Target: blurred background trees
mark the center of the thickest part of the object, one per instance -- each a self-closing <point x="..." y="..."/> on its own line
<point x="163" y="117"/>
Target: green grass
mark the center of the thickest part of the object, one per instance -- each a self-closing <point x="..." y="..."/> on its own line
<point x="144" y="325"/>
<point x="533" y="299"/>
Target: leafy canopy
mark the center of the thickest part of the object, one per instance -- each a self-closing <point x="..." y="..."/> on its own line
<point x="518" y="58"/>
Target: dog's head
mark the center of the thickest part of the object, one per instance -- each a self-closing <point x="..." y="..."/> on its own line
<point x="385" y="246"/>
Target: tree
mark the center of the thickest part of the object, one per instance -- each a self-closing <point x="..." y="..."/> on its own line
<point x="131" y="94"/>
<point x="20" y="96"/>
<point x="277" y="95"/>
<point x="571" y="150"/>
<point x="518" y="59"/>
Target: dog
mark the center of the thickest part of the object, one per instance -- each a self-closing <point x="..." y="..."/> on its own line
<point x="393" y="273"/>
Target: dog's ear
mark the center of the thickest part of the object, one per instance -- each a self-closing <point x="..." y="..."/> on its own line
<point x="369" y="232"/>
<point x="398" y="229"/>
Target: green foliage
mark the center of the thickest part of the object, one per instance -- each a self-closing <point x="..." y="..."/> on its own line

• Exercise directions: Nothing but the lines from the first line of the data through the line with "Target: tree" should be returned, exactly as they appear, both ends included.

• Exercise solution:
Target: blurred background trees
mark the center of the thickest part of the object, one per instance -- each a self-closing <point x="..." y="..."/> on its own line
<point x="163" y="117"/>
Target: green grass
mark the center of the thickest part of the object, one per instance -- each a self-closing <point x="..." y="..."/> on its own line
<point x="144" y="325"/>
<point x="533" y="299"/>
Target: leafy canopy
mark the center of the thickest part of the object, one per instance -- each a self-closing <point x="..." y="..."/> on its own line
<point x="518" y="58"/>
Target: dog's head
mark the center of the thickest part of the object, one per instance -- each a self-closing <point x="..." y="..."/> on its own line
<point x="385" y="246"/>
Target: tree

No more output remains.